> [Work to be completed] Your answer should be the records below, written out exactly.
Top of Data provided
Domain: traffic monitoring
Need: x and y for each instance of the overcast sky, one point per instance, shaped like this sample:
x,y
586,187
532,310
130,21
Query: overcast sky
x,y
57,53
Bottom of Data provided
> [Solved problem]
Domain: traffic monitoring
Need: x and y for each instance of the overcast sky, one point per instance, shaped like this sample:
x,y
586,187
532,310
130,21
Query: overcast sky
x,y
57,53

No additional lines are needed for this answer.